Local Judge's View: Access to justice hinges on better pay for court employees
From the column: "We have to be able to attract the next generation of judges from across the legal profession or the quality of the bench is going to decline."
The Legislature is currently in session and trying to decide funding priorities for a significant budget surplus. There are many worthy causes competing for some of these funds, including returning a portion directly to taxpayers.
The Minnesota Judicial Branch has put forth a request for a budget increase. That request should receive full consideration.
I have worked in the Duluth courthouse for more than 20 years. I have never seen staff turnover issues like we currently are experiencing. Statewide, staff departure rates increased by 52% from fiscal years 2019 to 2022. We have lost some very capable people not just to the private sector but to other public agencies.
With so many newer employees, the overall efficiency of the process suffers when you come to the courthouse or submit a filing. We have some good people who have stayed, but the constant turnover is wearing them out. The court system has to be able to recruit and retain staff to achieve our mission, and compensation is a major component of how we do that. Our court staff are long overdue for a significant pay raise.
Not long after I started as a judge in 2010, I was able to hire a judicial law clerk. This position is a confidential employee who helps me draft orders, do legal research, and manage trial logistics. It is a crucial position that helps me handle my workload in a timely fashion. I received more than 80 applications for that position my first time hiring. The last time I hired, I had about 10. Fortunately, I was still able to get a very good clerk, but the talent pool for these positions is shrinking rapidly, and many of the law clerks we hire are moving on to their next job faster.
Some judges, particularly in rural locations, cannot attract applicants at all. It is not hard to see why: Our judicial law clerks make almost $20,000 less in annual salary than the lowest-paid public attorneys in other agencies. That salary level is just not sustainable, and it needs to change.

__Given data__.
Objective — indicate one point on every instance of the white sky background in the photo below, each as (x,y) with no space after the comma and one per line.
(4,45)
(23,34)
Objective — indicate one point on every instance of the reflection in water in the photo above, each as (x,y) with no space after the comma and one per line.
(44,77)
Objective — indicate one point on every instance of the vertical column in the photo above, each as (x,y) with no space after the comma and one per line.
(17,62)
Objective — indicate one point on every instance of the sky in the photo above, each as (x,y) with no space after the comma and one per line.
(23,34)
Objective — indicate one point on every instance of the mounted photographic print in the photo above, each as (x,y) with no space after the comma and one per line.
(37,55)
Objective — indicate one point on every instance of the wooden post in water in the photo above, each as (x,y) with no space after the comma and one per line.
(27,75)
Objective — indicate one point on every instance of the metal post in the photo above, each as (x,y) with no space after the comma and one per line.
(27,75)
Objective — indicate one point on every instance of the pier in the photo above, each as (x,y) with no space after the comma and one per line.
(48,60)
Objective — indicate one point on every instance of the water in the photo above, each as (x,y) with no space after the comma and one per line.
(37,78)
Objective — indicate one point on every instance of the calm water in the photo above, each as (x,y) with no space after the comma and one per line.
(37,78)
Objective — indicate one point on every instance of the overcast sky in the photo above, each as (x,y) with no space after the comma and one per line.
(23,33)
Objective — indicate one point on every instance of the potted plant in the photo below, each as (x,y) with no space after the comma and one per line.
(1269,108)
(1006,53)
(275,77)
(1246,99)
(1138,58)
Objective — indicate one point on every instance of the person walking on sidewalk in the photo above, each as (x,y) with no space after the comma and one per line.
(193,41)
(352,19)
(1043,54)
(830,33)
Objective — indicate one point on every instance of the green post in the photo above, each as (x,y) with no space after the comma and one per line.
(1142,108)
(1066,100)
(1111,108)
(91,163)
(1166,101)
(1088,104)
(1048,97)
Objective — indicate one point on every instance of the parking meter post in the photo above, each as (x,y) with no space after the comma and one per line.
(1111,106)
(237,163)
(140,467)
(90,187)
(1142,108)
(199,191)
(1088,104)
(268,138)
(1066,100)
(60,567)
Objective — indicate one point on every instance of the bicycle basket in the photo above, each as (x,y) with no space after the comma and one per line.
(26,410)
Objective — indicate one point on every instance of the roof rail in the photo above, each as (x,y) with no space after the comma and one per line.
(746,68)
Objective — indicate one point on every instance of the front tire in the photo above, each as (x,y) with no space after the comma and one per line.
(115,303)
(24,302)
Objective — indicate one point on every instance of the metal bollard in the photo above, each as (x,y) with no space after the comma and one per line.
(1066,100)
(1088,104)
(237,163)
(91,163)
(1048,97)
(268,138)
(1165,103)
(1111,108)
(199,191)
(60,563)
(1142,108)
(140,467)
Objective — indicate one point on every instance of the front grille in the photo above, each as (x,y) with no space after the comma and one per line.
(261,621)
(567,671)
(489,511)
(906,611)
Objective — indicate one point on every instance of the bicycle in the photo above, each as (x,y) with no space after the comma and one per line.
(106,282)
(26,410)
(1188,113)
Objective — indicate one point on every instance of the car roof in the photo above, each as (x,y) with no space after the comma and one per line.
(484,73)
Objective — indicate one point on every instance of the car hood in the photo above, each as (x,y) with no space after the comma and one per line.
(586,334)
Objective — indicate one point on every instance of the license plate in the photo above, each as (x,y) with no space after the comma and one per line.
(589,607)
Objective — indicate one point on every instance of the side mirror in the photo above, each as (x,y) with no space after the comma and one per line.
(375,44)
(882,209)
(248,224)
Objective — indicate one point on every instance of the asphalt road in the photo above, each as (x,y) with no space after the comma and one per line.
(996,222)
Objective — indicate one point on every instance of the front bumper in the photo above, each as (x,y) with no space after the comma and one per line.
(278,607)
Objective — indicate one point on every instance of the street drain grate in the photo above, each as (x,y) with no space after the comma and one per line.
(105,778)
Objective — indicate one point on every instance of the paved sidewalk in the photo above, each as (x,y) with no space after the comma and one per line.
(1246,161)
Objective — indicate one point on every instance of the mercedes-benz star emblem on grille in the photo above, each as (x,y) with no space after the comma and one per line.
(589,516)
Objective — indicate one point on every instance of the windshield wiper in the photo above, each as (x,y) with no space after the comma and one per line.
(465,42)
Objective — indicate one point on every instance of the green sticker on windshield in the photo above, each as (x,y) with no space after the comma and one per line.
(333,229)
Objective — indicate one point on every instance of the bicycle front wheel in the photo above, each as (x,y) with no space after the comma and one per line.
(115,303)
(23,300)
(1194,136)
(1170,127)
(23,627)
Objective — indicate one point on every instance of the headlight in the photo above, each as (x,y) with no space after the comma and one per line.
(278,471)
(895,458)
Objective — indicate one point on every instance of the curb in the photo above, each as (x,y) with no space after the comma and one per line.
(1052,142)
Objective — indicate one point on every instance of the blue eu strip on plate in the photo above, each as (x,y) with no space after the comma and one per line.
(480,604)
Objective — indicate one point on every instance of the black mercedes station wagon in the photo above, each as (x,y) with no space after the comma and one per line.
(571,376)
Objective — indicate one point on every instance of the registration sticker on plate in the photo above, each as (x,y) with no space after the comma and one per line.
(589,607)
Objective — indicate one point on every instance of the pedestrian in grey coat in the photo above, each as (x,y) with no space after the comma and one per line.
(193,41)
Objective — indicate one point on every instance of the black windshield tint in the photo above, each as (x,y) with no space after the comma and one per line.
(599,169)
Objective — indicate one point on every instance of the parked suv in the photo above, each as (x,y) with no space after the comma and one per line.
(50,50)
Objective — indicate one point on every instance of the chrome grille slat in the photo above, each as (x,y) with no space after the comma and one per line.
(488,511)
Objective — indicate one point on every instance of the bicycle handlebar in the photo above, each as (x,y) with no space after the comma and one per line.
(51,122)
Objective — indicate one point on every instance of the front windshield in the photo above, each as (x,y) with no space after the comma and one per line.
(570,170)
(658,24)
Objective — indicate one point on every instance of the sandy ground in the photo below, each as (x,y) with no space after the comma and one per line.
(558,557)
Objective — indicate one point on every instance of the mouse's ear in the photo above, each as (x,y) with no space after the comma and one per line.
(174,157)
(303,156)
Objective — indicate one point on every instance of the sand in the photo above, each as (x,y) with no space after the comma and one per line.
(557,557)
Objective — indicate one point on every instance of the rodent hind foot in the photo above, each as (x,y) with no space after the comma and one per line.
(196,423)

__Parts of the exercise__.
1 - Answer these questions using the column on court pay:
(a) By what percentage did statewide staff departure rates increase from fiscal years 2019 to 2022?
(b) In what year did the writer start as a judge?
(c) How much less in annual salary do judicial law clerks make than the lowest-paid public attorneys in other agencies?
2 - Reproduce the part of the column on court pay starting with "Not long after" and going on through "needs to change.".

__Expected responses__.
1 -
(a) 52%
(b) 2010
(c) Almost $20,000

2 -
Not long after I started as a judge in 2010, I was able to hire a judicial law clerk. This position is a confidential employee who helps me draft orders, do legal research, and manage trial logistics. It is a crucial position that helps me handle my workload in a timely fashion. I received more than 80 applications for that position my first time hiring. The last time I hired, I had about 10. Fortunately, I was still able to get a very good clerk, but the talent pool for these positions is shrinking rapidly, and many of the law clerks we hire are moving on to their next job faster.
Some judges, particularly in rural locations, cannot attract applicants at all. It is not hard to see why: Our judicial law clerks make almost $20,000 less in annual salary than the lowest-paid public attorneys in other agencies. That salary level is just not sustainable, and it needs to change.